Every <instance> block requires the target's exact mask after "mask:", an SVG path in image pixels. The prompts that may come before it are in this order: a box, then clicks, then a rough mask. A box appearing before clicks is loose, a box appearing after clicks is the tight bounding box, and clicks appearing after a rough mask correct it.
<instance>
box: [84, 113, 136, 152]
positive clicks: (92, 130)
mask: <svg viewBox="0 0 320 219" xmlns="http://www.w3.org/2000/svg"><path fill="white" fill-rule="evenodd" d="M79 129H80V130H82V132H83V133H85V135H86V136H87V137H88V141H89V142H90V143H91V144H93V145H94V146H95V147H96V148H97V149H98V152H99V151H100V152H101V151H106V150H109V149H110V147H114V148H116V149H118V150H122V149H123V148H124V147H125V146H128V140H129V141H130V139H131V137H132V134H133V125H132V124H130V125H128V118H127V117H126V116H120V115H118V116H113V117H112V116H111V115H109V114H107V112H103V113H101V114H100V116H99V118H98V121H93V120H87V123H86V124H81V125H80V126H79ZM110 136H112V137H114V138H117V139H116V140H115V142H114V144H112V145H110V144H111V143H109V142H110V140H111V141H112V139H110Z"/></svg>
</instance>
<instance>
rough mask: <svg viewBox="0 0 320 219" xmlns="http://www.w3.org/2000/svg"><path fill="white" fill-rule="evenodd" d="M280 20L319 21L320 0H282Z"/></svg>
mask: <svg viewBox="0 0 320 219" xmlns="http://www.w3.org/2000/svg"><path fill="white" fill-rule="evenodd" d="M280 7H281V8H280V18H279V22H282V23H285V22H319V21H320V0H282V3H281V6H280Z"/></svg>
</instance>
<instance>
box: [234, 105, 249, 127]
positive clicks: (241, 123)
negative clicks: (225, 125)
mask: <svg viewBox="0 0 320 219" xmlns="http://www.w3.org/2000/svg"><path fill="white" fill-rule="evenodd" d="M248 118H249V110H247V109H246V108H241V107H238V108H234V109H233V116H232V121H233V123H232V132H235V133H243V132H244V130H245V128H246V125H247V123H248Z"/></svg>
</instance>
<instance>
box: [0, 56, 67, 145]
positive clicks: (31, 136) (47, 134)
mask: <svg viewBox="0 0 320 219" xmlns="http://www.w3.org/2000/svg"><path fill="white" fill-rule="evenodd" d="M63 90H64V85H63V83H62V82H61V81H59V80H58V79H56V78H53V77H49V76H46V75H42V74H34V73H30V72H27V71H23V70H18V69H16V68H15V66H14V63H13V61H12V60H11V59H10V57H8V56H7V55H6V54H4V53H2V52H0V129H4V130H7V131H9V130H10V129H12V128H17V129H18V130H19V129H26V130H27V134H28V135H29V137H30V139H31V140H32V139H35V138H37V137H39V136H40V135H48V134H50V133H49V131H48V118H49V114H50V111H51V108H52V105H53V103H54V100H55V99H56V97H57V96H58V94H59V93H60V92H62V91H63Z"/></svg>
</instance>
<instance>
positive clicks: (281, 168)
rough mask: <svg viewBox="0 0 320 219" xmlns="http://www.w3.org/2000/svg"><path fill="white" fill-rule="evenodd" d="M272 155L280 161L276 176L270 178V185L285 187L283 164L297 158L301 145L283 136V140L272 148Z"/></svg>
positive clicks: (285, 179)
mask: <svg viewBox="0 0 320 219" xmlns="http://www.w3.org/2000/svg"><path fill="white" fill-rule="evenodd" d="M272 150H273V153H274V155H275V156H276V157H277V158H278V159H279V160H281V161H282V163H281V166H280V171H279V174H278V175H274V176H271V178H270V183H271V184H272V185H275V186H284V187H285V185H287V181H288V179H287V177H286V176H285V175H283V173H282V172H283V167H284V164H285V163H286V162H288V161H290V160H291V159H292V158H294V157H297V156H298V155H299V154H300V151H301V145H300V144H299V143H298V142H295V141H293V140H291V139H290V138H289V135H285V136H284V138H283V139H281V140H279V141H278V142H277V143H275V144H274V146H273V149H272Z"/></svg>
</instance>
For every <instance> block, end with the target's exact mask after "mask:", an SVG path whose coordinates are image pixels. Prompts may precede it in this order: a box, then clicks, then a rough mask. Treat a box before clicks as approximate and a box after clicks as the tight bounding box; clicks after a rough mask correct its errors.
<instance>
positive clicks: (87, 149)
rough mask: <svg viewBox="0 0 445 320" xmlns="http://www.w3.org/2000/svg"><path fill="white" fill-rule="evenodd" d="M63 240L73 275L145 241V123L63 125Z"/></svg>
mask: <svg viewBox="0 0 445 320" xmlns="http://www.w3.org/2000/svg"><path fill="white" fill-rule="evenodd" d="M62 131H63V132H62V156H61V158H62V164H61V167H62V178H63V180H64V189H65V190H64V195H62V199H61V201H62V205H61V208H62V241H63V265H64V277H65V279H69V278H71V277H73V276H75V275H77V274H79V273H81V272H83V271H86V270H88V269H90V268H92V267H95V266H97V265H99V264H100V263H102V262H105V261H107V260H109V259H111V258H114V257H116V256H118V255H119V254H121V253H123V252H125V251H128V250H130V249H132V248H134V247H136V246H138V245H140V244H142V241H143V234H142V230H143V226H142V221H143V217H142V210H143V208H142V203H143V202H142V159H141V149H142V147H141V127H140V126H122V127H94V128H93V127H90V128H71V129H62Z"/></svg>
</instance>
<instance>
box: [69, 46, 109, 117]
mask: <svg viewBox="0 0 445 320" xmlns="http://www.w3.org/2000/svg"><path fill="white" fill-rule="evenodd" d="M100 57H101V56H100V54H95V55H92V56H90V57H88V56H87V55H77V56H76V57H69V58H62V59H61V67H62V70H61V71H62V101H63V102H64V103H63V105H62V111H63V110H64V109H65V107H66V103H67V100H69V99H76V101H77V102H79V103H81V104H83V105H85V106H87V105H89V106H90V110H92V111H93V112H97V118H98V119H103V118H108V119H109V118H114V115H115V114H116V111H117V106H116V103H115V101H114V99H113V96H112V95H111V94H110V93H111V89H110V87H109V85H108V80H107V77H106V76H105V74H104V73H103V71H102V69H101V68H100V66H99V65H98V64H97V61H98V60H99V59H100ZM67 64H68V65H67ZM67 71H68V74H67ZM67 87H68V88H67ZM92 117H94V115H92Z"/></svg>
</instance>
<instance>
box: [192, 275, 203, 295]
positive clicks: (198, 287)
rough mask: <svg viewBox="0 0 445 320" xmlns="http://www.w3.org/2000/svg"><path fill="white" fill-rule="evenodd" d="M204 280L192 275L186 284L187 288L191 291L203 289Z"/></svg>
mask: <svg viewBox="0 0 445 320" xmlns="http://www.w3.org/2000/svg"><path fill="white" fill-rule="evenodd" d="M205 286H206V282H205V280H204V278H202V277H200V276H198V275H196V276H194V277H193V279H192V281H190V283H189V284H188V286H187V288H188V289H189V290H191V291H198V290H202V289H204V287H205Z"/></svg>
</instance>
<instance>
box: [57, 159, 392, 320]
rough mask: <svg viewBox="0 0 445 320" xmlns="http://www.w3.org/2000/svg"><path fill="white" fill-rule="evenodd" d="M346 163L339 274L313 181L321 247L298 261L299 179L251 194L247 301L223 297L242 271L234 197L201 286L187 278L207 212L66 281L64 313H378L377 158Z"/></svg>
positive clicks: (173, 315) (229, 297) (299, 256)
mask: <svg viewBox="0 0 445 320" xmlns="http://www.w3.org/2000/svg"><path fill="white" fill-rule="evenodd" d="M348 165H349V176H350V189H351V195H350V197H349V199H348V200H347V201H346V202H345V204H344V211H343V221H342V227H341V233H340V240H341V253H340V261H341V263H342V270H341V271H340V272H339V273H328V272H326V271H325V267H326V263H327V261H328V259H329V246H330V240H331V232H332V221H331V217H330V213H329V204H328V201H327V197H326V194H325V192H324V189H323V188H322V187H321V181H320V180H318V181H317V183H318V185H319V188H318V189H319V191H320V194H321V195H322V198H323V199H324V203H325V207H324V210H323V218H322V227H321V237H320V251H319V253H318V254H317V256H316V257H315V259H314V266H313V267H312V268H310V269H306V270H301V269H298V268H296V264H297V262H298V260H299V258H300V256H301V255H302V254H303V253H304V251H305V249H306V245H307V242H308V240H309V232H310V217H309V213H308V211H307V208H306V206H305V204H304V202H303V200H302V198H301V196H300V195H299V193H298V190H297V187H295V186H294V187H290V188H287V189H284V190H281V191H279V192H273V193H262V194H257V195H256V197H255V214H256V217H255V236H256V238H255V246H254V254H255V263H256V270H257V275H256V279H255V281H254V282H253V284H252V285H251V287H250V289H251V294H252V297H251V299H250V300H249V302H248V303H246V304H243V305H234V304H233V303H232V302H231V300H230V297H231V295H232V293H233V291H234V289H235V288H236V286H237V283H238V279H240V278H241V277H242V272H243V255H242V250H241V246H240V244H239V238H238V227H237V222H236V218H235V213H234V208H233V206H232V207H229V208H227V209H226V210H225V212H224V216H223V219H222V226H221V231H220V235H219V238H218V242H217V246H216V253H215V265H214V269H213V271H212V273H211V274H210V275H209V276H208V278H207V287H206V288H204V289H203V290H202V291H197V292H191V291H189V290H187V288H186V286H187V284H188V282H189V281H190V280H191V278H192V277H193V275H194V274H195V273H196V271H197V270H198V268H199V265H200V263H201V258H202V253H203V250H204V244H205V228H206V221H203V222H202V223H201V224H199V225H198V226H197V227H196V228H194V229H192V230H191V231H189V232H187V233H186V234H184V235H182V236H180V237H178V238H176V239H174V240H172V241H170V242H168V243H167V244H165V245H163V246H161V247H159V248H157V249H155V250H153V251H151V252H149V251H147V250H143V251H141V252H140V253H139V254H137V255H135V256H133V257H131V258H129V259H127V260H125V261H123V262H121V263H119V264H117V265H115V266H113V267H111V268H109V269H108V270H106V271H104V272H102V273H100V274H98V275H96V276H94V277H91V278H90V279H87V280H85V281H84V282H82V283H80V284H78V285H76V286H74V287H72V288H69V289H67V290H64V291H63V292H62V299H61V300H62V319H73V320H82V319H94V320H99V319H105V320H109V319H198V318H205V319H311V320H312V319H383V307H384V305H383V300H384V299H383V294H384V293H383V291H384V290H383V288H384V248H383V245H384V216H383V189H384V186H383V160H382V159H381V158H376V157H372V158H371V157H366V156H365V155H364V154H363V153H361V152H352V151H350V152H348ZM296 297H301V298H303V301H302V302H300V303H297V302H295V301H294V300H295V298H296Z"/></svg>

· · · · · · ·

Assigned task:
Find each line in the entries above that contains the word "block" and copy those lines in full. Case counts.

Response:
Every <instance> block requires the target's exact mask after "mask:", an SVG path in image pixels. The prompts that may come before it are in this order: a box, then clicks, then a rough mask. A box appearing before clicks is loose, a box appearing after clicks is the tight bounding box, and clicks appearing after a rough mask correct it.
For every <instance> block, end with the target's exact mask after "mask:", an SVG path whose coordinates are image pixels. Prompts may precede it in this order: a box, then clicks, then a rough mask. Treat a box before clicks as approximate and a box after clicks as the tight bounding box; clicks after a rough mask correct its errors.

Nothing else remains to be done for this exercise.